** Start of SUPPLIED RECORDS **

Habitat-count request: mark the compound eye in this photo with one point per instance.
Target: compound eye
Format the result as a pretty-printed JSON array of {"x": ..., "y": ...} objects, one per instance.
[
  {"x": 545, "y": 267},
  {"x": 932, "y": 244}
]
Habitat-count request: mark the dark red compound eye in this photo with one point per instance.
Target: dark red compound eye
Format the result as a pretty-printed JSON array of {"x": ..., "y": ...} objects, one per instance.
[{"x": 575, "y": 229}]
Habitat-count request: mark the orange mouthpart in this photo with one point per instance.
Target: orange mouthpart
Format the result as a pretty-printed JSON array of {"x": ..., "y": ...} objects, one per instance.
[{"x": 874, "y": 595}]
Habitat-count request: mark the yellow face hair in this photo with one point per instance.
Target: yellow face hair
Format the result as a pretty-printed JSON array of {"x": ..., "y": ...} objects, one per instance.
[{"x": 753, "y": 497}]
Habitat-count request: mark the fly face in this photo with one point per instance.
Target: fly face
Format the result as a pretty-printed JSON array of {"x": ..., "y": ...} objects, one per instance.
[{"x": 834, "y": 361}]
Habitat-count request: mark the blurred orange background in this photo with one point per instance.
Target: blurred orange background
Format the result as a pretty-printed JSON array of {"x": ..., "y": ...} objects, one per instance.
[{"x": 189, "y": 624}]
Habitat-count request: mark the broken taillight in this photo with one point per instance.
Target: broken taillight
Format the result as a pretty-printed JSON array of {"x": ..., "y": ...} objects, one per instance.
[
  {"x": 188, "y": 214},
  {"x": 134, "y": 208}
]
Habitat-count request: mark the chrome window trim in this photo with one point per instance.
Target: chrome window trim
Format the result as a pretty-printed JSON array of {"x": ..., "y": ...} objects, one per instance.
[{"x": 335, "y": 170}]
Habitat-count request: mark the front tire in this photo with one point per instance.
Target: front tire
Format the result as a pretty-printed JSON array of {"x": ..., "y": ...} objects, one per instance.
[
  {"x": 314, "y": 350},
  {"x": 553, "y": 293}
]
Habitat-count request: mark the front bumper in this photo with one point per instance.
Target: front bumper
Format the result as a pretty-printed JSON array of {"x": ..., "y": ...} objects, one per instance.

** End of SUPPLIED RECORDS **

*EXERCISE*.
Rewrite all of the data above as a JSON list of strings, with one string for each line and any blank lines left out.

*FINISHED EXERCISE*.
[
  "Habitat-count request: mark the compound eye in this photo with one point per instance.",
  "Target: compound eye",
  "Format the result as a pretty-printed JSON array of {\"x\": ..., \"y\": ...} objects, one per instance.",
  "[",
  "  {\"x\": 545, \"y\": 267},",
  "  {\"x\": 932, \"y\": 244}",
  "]",
  "Habitat-count request: mark the dark red compound eye in this photo with one point per instance.",
  "Target: dark red compound eye",
  "Format the result as a pretty-printed JSON array of {\"x\": ..., \"y\": ...} objects, one per instance.",
  "[{\"x\": 575, \"y\": 229}]",
  "Habitat-count request: mark the orange mouthpart in this photo with one point per instance.",
  "Target: orange mouthpart",
  "Format the result as a pretty-printed JSON array of {\"x\": ..., \"y\": ...} objects, one per instance.",
  "[{\"x\": 874, \"y\": 595}]",
  "Habitat-count request: mark the yellow face hair in this photo with one point per instance.",
  "Target: yellow face hair",
  "Format the result as a pretty-printed JSON array of {\"x\": ..., \"y\": ...} objects, one per instance.",
  "[{\"x\": 753, \"y\": 497}]",
  "Habitat-count request: mark the fly face in this photo with one point per instance.",
  "Target: fly face",
  "Format the result as a pretty-printed JSON array of {\"x\": ..., \"y\": ...} objects, one per instance.",
  "[{\"x\": 834, \"y\": 361}]",
  "Habitat-count request: mark the blurred orange background in this photo with one point per instance.",
  "Target: blurred orange background",
  "Format the result as a pretty-printed JSON array of {\"x\": ..., \"y\": ...} objects, one per instance.",
  "[{\"x\": 189, \"y\": 624}]",
  "Habitat-count request: mark the broken taillight in this photo with one point per instance.",
  "Target: broken taillight",
  "Format the result as a pretty-printed JSON array of {\"x\": ..., \"y\": ...} objects, one per instance.",
  "[",
  "  {\"x\": 188, \"y\": 214},",
  "  {\"x\": 134, \"y\": 208}",
  "]",
  "Habitat-count request: mark the chrome window trim in this photo with one point per instance.",
  "Target: chrome window trim",
  "Format the result as a pretty-printed JSON array of {\"x\": ..., \"y\": ...} objects, one per instance.",
  "[{\"x\": 335, \"y\": 170}]",
  "Habitat-count request: mark the front tire in this photo with one point per instance.",
  "Target: front tire",
  "Format the result as a pretty-printed JSON array of {\"x\": ..., \"y\": ...} objects, one per instance.",
  "[",
  "  {\"x\": 314, \"y\": 350},",
  "  {\"x\": 553, \"y\": 293}",
  "]",
  "Habitat-count request: mark the front bumper in this photo with one point per instance.",
  "Target: front bumper",
  "Format the result as a pretty-printed JSON array of {\"x\": ..., \"y\": ...} objects, one per instance."
]